Records from a data source
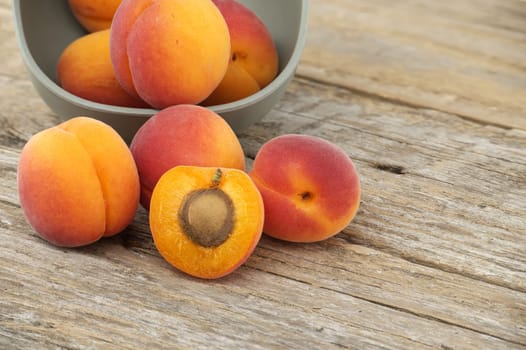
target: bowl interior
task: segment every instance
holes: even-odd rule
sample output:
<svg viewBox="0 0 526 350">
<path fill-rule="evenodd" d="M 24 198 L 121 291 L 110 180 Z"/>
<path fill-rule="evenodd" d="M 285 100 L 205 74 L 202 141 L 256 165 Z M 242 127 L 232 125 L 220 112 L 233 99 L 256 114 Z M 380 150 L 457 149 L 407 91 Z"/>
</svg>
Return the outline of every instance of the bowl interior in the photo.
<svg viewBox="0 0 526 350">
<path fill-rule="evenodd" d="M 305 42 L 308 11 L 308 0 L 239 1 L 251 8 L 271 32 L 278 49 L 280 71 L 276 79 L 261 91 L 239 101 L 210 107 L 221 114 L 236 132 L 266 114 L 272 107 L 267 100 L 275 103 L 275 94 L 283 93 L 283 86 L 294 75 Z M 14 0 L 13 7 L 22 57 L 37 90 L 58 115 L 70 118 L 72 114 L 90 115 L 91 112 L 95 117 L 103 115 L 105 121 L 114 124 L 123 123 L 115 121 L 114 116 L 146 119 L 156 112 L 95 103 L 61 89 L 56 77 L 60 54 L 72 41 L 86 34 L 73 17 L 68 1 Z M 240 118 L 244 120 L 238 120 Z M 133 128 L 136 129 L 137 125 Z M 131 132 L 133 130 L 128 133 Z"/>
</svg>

--

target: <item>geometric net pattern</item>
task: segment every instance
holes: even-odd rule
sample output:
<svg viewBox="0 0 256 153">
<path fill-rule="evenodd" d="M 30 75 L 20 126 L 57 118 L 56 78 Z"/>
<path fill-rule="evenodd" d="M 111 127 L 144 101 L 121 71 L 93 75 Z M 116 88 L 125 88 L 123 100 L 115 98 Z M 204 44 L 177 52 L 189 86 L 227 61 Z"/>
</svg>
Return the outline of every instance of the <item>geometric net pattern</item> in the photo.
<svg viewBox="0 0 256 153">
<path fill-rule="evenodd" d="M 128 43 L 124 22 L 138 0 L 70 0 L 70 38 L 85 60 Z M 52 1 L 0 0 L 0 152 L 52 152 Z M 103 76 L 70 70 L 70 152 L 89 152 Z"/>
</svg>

--

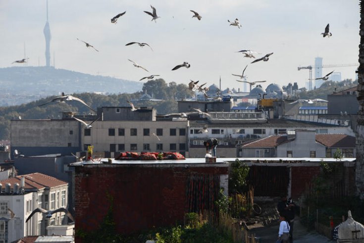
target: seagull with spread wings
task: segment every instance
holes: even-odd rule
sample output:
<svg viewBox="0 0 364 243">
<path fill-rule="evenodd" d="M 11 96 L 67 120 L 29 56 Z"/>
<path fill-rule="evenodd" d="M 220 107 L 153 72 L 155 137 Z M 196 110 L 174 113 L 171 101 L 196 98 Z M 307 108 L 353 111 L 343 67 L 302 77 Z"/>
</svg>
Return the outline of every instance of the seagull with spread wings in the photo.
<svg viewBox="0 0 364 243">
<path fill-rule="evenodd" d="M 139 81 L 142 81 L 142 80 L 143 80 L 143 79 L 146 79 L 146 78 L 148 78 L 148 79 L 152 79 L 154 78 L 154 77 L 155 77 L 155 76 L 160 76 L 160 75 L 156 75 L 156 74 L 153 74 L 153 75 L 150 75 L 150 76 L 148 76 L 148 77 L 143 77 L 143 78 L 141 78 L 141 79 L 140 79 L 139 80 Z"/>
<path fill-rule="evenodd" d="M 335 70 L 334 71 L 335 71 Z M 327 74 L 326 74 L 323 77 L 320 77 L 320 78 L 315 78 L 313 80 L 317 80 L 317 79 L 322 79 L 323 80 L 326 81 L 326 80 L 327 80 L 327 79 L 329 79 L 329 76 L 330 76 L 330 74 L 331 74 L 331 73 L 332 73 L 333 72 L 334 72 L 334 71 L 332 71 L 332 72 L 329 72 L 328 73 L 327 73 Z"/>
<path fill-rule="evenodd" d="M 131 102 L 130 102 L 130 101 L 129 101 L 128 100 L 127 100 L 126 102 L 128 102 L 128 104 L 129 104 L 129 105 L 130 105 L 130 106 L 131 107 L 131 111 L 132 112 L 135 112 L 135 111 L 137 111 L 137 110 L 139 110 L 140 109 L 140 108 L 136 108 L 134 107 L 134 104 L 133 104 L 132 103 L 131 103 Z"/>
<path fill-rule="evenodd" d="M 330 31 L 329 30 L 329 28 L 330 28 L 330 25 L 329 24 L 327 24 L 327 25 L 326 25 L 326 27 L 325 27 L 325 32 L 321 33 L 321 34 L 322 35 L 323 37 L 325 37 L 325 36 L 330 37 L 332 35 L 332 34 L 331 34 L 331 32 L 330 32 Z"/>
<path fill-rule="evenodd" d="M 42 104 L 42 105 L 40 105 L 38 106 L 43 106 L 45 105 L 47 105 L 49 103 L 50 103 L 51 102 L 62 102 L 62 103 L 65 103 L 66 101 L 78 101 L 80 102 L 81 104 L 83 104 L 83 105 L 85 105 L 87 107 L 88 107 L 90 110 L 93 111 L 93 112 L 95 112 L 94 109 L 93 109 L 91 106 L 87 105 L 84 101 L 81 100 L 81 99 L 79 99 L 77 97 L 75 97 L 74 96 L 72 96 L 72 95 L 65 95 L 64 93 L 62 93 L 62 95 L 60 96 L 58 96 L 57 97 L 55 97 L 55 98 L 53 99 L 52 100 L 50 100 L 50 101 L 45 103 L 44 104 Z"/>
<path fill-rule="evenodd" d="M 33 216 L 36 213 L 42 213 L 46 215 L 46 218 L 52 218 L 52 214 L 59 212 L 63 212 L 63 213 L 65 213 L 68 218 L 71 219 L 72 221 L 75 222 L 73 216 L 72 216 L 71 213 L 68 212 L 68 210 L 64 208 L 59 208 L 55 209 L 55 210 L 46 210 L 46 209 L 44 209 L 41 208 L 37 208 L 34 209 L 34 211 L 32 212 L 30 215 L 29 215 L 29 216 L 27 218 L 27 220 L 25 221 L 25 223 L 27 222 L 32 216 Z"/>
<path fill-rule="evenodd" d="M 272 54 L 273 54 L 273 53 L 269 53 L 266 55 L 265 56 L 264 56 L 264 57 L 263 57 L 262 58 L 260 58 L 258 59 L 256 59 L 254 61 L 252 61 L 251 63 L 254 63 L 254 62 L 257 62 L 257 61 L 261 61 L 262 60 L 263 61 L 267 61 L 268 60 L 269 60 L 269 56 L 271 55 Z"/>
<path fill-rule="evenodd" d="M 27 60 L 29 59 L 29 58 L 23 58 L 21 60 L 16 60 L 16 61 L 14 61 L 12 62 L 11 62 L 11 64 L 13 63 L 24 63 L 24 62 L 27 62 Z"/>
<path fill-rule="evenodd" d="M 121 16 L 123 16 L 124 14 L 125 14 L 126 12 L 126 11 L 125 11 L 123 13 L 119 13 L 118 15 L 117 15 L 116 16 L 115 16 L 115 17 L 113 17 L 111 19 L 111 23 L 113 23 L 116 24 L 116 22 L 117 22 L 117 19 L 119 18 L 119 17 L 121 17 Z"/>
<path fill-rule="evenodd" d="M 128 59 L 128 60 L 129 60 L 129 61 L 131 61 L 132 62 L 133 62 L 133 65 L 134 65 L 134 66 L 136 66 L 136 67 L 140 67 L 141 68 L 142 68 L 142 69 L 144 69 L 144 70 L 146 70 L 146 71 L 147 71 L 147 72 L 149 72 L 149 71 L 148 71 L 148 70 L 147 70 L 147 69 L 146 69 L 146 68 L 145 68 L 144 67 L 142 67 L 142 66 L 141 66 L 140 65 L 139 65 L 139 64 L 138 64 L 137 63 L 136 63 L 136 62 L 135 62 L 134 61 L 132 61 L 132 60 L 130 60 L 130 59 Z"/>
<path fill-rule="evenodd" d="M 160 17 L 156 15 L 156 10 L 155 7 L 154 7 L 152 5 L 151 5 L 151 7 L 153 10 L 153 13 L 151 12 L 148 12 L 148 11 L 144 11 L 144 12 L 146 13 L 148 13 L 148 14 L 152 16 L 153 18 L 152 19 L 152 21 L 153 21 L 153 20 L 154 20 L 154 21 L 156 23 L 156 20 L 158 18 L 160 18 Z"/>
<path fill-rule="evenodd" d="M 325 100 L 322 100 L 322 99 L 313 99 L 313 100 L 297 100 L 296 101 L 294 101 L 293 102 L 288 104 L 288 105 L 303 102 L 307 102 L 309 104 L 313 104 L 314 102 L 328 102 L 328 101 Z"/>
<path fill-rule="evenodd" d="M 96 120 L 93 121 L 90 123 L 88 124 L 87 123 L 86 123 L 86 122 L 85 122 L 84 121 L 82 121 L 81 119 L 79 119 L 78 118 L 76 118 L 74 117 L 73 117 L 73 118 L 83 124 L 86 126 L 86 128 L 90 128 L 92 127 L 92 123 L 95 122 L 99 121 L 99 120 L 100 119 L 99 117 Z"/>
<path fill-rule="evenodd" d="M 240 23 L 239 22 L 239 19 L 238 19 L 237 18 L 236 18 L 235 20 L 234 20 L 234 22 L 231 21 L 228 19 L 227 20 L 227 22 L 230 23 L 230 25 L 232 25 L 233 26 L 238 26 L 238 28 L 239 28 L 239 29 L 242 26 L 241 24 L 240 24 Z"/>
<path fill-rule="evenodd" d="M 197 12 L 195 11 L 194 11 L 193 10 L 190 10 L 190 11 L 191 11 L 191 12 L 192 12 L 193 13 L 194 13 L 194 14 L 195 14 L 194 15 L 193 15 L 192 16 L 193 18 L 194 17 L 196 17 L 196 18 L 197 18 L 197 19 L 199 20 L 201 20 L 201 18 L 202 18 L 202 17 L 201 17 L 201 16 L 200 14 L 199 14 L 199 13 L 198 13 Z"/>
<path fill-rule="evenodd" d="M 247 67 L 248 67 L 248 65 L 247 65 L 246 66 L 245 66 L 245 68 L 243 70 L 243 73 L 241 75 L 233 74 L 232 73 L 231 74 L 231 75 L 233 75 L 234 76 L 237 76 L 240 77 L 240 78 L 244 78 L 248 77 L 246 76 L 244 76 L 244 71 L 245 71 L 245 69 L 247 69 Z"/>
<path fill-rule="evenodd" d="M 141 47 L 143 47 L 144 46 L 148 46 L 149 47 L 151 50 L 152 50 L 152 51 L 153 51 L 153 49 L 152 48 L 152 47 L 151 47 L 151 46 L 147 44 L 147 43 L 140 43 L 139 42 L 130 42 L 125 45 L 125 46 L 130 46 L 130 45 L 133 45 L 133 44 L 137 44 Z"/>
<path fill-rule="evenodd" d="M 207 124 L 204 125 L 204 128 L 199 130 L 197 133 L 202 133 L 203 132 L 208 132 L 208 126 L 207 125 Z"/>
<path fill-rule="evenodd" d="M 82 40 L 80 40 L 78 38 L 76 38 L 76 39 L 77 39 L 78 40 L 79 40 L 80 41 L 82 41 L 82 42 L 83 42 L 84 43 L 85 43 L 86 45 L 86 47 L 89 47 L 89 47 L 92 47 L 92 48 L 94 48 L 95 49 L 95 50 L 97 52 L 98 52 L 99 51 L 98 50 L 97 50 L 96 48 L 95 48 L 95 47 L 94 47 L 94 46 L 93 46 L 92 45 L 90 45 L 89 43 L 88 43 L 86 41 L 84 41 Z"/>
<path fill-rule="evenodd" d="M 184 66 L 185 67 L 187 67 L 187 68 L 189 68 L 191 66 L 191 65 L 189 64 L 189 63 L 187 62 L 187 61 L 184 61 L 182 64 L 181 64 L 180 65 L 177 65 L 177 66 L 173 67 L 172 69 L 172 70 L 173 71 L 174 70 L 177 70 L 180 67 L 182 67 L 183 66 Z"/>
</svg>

> **WORK REQUIRED**
Give the lines of the material from the line with "target: bowl interior" up to and including the line with "24 198 L 121", swapping "segment" for "outline" and leaving everything else unchanged.

> **OUTPUT OF THE TASK**
target: bowl interior
task: outline every instance
holes: even-odd rule
sample output:
<svg viewBox="0 0 526 350">
<path fill-rule="evenodd" d="M 24 198 L 121 291 L 110 180 Z"/>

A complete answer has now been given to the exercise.